> **Recorded information**
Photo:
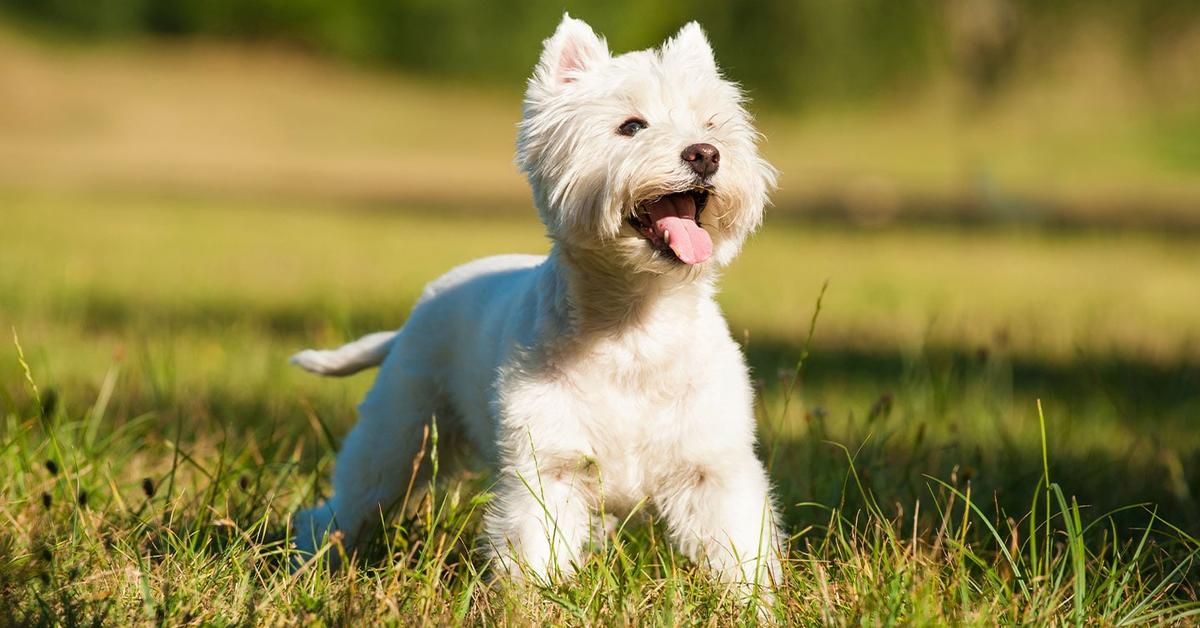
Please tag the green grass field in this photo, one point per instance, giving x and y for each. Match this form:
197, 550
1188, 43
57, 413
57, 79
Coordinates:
154, 441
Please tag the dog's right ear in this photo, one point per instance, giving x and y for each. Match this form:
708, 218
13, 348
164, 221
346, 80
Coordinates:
573, 49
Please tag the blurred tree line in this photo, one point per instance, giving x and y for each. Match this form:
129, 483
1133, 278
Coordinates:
787, 52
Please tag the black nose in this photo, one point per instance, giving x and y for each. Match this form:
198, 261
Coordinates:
703, 159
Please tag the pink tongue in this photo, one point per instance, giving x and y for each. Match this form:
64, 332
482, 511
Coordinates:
675, 222
690, 243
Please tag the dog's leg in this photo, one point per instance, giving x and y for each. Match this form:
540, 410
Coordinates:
376, 461
720, 514
540, 521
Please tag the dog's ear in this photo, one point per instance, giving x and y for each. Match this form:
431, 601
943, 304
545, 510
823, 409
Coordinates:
574, 48
690, 48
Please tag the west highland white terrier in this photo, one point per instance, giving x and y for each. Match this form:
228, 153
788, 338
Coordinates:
601, 376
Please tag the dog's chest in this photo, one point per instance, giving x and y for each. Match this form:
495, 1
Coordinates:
639, 412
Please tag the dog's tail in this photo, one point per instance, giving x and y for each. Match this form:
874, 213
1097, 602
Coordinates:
351, 358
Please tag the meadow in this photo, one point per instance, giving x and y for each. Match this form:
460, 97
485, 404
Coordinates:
155, 440
978, 374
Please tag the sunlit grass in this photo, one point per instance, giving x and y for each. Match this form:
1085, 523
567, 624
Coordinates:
151, 474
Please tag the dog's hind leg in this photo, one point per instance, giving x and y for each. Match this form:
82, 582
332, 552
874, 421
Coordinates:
376, 461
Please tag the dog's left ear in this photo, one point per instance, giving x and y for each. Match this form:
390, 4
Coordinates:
690, 47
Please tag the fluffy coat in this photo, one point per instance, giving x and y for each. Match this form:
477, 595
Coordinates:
603, 375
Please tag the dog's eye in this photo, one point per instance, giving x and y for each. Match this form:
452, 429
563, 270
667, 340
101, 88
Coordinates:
630, 127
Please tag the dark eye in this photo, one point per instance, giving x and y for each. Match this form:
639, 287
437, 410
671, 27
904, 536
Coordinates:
630, 127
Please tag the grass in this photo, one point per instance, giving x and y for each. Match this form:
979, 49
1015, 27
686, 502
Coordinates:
988, 426
1081, 141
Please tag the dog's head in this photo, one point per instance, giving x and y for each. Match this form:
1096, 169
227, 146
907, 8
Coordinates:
648, 159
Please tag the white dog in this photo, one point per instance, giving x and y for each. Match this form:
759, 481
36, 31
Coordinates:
603, 375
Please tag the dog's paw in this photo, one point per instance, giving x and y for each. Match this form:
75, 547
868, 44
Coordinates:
311, 530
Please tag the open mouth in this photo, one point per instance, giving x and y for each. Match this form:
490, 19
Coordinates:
671, 223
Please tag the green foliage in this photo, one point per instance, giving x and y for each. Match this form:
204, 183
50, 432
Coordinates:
154, 442
791, 52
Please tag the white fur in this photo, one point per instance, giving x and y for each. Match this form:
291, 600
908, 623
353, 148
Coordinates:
603, 375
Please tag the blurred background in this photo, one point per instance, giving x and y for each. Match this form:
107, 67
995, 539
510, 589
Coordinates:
1003, 196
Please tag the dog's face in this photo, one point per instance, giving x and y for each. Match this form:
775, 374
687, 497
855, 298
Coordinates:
647, 159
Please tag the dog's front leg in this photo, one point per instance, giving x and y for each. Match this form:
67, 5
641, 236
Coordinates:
720, 513
540, 520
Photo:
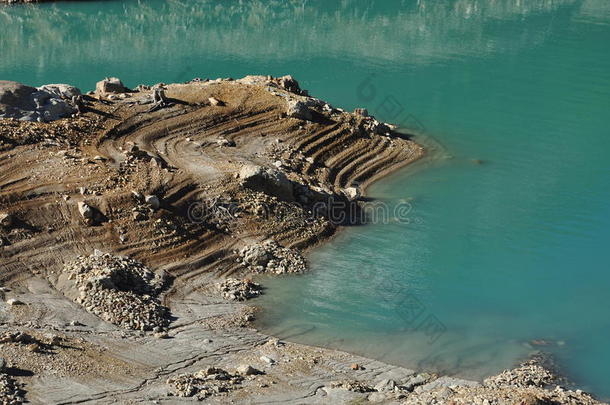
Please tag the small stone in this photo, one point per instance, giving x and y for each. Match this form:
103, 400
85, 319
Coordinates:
215, 102
267, 360
110, 85
363, 112
153, 201
6, 220
352, 193
246, 369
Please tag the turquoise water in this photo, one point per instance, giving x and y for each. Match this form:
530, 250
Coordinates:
506, 239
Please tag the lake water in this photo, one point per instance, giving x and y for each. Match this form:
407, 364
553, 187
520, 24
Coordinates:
507, 232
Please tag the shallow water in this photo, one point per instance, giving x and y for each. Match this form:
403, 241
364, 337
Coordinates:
505, 239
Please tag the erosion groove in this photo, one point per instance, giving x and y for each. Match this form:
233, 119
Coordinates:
220, 180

> **Exercise prompt**
Extract every line containing the string "blurred" from the material.

> **Response area**
Please tag the blurred tree line in this photo, one point per instance, giving x and y for each. Match this form:
Please tag the blurred background in this photo, one point per instance, giving x and y for each. Match this form:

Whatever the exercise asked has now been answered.